> [Task to carry out]:
Report each line in the records below that contains the string "drape". Case counts, so match uppercase and lowercase letters exactly.

> [Provided records]:
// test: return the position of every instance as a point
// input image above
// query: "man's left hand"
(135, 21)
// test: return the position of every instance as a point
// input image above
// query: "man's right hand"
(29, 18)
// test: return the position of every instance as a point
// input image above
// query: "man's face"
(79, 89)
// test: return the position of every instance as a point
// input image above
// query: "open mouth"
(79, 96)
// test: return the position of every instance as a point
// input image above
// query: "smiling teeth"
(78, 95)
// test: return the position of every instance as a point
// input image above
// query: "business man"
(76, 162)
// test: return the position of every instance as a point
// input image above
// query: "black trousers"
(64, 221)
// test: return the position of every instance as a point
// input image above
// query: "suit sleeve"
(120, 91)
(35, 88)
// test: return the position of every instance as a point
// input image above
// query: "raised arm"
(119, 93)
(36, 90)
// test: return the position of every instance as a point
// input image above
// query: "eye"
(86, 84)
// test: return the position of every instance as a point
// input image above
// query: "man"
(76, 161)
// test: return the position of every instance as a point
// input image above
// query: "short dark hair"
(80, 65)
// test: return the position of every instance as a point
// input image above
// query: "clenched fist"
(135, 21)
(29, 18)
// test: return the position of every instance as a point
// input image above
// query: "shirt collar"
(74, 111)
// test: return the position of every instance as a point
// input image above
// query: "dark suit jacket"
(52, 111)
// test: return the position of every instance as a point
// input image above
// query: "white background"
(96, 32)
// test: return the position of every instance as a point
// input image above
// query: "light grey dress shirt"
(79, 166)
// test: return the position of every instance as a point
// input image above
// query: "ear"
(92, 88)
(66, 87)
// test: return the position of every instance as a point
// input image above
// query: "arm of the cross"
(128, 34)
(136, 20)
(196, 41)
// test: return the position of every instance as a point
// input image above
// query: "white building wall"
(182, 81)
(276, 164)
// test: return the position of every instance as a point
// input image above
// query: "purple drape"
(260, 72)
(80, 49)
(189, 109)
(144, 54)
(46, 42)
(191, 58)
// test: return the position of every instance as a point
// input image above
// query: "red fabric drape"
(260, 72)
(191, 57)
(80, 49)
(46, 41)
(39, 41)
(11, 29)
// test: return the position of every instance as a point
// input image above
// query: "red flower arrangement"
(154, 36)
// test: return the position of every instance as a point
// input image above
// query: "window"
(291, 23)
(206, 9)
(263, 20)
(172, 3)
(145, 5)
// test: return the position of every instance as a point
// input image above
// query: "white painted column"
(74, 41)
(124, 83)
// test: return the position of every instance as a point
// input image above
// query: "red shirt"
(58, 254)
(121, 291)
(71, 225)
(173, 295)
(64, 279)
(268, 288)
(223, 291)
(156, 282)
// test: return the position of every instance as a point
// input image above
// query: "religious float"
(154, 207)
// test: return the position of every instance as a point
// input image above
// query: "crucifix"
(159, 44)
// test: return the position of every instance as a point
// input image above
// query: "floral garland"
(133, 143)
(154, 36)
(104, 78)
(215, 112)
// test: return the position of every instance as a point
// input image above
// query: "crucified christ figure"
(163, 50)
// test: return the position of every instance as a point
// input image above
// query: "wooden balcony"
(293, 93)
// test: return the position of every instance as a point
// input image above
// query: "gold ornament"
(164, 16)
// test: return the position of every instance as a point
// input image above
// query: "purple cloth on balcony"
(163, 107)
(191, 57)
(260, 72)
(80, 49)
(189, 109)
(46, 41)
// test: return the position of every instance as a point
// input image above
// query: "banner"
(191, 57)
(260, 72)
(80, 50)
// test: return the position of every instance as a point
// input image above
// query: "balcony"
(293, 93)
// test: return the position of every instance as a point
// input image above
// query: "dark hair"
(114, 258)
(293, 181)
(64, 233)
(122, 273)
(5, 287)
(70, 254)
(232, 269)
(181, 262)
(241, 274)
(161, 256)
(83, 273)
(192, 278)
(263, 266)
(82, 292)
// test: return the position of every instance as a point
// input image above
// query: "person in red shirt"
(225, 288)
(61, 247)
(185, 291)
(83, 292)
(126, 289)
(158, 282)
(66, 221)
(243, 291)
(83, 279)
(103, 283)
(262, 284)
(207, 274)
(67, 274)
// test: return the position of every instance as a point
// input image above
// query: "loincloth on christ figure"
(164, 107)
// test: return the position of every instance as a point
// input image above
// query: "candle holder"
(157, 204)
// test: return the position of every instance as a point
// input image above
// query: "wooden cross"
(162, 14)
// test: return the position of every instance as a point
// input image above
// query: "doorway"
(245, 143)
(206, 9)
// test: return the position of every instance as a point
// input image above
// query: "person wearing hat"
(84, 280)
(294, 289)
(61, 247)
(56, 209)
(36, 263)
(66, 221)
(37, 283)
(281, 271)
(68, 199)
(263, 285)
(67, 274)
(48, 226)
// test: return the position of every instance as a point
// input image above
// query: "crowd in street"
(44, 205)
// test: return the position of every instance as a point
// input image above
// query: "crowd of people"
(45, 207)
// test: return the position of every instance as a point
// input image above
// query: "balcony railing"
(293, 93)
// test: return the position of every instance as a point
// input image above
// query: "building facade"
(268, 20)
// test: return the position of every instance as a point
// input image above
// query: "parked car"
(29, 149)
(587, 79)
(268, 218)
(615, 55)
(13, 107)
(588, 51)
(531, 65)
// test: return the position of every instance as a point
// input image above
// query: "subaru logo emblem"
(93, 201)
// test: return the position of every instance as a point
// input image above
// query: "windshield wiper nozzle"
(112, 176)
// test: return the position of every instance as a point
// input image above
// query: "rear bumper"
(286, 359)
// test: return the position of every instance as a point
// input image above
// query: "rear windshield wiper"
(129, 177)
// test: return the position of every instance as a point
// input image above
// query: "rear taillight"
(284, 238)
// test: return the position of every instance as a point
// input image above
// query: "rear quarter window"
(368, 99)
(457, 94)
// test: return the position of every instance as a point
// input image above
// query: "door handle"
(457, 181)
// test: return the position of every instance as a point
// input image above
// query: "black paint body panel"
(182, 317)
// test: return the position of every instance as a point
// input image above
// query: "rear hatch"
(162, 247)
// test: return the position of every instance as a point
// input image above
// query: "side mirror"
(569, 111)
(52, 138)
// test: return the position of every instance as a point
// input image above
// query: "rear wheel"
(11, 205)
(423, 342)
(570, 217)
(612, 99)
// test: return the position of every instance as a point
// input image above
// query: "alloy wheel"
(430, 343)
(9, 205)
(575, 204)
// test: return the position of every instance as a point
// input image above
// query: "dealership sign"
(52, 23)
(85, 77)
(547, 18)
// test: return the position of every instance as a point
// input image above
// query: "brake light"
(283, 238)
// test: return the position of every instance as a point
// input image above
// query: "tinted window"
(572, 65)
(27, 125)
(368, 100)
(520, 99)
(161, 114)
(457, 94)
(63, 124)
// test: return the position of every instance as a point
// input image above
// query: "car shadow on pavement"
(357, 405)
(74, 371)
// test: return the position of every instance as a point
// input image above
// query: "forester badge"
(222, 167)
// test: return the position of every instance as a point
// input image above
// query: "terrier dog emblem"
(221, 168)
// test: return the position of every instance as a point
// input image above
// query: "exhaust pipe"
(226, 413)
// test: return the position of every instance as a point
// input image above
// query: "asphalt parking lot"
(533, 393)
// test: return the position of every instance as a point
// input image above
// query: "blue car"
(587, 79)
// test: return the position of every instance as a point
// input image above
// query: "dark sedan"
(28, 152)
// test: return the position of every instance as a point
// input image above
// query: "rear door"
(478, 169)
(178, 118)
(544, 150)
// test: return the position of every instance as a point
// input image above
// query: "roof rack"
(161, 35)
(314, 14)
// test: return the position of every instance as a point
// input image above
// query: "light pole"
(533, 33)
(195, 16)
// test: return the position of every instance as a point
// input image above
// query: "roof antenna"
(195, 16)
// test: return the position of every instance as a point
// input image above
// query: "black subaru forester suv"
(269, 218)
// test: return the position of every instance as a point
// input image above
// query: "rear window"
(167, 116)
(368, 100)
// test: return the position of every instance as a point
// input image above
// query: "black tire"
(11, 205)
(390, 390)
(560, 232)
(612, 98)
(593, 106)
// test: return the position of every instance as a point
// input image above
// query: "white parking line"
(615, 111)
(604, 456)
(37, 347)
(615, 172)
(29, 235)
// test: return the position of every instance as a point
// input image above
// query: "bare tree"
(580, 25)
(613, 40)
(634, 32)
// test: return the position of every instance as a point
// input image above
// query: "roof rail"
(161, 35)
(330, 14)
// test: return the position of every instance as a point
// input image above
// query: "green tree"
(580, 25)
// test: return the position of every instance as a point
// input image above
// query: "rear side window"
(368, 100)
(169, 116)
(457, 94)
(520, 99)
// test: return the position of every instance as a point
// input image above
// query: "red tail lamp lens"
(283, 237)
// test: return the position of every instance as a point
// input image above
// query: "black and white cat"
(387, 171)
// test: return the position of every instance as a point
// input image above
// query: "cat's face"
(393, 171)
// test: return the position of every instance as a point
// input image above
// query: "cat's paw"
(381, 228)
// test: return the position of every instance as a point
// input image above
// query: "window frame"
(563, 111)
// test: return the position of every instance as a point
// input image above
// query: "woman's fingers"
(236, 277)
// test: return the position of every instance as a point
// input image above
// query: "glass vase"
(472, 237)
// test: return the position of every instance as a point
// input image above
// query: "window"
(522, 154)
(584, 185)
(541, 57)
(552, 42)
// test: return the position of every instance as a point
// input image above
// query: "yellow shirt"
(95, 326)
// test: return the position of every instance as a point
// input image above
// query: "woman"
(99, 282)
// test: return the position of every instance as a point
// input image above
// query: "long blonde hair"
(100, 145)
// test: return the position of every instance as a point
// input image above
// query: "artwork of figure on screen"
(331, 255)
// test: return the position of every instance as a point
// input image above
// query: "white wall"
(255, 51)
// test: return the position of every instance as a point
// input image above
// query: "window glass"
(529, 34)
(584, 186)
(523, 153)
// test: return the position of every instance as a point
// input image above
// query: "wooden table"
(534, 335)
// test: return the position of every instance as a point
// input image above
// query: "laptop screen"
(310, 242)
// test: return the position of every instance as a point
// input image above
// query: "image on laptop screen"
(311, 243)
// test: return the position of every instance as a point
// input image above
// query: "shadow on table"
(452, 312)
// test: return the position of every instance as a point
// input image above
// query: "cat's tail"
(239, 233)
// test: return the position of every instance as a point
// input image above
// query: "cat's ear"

> [Correct response]:
// query: "purple drape"
// query: "red fabric drape"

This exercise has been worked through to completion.